Actions to take:
A. According to the treaty text, what are the Oneida and Tuscarora nations secured in?
B. Write out the part of the treaty text starting with "Concluded October 22, 1784" and going on through "be delivered up.".

Start Text to read

1784 Treaty with Six Nations of New York

Concluded October 22, 1784

Articles of a treaty concluded at Fort Stanwix, on the twenty-second day of October, on thousand seven hundred and eighty-four, between Oliver, Wolcott, Richard Butler, and Arthur Lee, commissioners plenipotentiary from the United States, in Congress assembled, on the one part, and the sachems and warriors of the Six Nations, on the other.

The United States of America give peace to the Senekas, Mohamwsk, Onodagas, and Cayugas, and receive them into their protection upon the following conditions:

Article 1.
Six hostages shall be immediately delivered to the commissioners by the said nations, to remain in possession of the United States, till all the prisoners, white and black, which were taken by the said Senekas, Mohawks, Onondagas, and Cayugas, or by any of them, in the late war, from among the people of the United States, shall be delivered up.

Article 2.
The Oneida and Tuscarora nations shall be secured in the possession of the lands on which they are settled.

Article 3.

End Text to read
Start Stored data

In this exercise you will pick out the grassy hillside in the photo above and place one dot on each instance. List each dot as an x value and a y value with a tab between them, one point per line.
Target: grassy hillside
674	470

End Stored data

Problem solutions:
A. The possession of the lands on which they are settled.

B.
Concluded October 22, 1784

Articles of a treaty concluded at Fort Stanwix, on the twenty-second day of October, on thousand seven hundred and eighty-four, between Oliver, Wolcott, Richard Butler, and Arthur Lee, commissioners plenipotentiary from the United States, in Congress assembled, on the one part, and the sachems and warriors of the Six Nations, on the other.

The United States of America give peace to the Senekas, Mohamwsk, Onodagas, and Cayugas, and receive them into their protection upon the following conditions:

Article 1.
Six hostages shall be immediately delivered to the commissioners by the said nations, to remain in possession of the United States, till all the prisoners, white and black, which were taken by the said Senekas, Mohawks, Onondagas, and Cayugas, or by any of them, in the late war, from among the people of the United States, shall be delivered up.